### Records from a collection

--*--

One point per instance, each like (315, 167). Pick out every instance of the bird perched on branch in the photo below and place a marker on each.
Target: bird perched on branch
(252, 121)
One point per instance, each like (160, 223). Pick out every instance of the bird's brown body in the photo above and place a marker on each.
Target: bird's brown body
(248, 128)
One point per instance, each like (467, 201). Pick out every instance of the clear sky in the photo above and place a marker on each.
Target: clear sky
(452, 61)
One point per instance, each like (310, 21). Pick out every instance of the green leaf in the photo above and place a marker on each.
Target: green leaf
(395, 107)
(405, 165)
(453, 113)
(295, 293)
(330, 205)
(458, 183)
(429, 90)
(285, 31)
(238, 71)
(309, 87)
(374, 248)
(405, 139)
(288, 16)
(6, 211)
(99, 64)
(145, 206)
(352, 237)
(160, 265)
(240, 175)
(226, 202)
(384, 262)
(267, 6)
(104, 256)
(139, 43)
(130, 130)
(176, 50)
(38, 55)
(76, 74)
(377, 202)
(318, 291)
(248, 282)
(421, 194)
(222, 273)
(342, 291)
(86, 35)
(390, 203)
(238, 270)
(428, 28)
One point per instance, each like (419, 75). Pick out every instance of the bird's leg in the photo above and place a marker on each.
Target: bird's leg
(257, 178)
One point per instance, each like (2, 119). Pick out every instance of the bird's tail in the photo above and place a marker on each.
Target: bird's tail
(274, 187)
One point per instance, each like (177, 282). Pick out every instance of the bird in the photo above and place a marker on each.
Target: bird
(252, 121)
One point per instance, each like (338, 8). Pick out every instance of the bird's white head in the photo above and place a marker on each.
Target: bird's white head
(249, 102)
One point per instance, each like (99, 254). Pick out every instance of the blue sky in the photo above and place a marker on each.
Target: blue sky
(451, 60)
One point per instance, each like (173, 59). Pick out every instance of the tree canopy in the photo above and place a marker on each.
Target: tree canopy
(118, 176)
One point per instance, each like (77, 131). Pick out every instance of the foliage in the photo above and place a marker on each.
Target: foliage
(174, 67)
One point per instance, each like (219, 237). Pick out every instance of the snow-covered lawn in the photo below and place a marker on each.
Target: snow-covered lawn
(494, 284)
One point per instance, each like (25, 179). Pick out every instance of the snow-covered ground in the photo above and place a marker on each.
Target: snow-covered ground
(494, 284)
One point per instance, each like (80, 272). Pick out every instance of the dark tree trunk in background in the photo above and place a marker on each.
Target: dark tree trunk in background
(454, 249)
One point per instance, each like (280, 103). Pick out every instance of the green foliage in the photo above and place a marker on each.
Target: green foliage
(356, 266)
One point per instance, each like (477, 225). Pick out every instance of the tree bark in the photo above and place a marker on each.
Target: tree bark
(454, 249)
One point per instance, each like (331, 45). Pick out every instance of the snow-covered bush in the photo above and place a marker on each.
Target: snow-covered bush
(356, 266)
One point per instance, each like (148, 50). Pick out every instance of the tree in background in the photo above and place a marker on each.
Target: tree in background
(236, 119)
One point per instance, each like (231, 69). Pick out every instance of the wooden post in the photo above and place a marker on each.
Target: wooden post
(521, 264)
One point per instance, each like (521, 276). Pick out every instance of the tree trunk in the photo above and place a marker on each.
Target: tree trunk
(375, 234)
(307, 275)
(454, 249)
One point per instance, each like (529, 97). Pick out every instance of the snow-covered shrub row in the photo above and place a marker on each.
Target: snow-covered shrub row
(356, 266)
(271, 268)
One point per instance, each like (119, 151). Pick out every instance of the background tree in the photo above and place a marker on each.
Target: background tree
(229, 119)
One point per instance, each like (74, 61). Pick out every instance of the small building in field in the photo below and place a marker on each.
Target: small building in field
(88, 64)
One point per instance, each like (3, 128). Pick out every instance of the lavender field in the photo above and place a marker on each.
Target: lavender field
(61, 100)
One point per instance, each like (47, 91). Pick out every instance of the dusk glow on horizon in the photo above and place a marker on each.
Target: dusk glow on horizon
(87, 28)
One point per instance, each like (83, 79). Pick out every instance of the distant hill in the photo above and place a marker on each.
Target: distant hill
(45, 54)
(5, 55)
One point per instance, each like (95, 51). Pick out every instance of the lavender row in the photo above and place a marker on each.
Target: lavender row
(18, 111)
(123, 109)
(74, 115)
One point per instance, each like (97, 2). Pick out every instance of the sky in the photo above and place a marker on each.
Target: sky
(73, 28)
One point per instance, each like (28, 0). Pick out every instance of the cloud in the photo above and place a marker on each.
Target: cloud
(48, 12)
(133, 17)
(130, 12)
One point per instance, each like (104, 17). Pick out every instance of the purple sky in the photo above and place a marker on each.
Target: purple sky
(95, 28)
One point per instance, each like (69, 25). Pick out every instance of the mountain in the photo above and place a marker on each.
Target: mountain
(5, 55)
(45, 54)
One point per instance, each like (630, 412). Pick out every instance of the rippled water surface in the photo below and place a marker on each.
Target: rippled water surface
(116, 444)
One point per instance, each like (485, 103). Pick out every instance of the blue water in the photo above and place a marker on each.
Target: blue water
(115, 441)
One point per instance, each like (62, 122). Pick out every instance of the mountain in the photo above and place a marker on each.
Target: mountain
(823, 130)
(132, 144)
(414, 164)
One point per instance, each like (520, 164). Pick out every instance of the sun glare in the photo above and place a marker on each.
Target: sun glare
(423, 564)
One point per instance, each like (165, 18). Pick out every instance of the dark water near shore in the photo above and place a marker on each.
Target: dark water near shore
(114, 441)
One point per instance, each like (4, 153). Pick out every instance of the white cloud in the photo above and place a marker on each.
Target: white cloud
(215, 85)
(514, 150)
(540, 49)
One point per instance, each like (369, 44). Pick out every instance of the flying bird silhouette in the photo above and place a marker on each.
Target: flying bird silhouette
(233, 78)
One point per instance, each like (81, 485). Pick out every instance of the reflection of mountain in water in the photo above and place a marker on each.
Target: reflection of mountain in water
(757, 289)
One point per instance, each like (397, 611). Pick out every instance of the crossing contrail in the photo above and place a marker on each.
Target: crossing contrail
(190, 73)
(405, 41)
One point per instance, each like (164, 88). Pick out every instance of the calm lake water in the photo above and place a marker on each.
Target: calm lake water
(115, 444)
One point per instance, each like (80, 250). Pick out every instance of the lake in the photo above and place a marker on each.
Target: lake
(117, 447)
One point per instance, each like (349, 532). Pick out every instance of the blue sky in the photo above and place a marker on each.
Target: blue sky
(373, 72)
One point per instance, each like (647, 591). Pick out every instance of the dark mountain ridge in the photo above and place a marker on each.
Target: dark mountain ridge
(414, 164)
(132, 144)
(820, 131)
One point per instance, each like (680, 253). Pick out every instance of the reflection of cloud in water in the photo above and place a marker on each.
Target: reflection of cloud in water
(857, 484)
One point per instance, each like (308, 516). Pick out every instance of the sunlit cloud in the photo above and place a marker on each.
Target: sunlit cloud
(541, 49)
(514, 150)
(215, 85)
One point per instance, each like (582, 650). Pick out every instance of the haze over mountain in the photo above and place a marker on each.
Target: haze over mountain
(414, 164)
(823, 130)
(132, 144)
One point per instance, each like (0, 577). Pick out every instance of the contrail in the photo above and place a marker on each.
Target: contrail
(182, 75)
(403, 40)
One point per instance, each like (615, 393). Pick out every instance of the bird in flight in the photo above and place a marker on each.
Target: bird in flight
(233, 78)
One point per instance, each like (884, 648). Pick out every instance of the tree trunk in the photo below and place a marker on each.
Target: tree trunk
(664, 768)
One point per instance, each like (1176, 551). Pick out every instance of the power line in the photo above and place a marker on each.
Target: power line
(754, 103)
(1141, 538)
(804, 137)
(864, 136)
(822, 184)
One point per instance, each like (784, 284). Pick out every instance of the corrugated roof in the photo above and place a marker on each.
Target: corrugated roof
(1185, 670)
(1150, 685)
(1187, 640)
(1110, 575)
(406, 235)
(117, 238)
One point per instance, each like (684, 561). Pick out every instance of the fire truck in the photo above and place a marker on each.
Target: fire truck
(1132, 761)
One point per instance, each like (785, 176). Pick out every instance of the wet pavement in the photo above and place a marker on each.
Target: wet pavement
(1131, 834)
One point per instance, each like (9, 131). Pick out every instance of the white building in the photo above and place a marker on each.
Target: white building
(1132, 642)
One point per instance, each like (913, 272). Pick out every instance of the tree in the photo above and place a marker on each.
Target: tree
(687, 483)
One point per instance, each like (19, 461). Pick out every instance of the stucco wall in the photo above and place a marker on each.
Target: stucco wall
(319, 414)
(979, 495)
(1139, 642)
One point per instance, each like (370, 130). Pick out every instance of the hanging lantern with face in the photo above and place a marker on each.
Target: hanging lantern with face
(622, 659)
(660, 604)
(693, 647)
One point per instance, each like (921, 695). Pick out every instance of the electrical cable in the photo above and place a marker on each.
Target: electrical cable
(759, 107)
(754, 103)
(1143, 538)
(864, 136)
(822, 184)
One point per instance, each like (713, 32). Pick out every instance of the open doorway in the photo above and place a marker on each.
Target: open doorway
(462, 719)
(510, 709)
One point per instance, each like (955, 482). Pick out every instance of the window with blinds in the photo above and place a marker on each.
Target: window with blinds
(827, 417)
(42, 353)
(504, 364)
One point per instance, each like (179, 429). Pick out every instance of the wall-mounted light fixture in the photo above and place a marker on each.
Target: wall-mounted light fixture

--*--

### TASK DETAILS
Please go over the data above and tally every line holding "mounted"; reply only with the count.

### RESULT OF THE TASK
2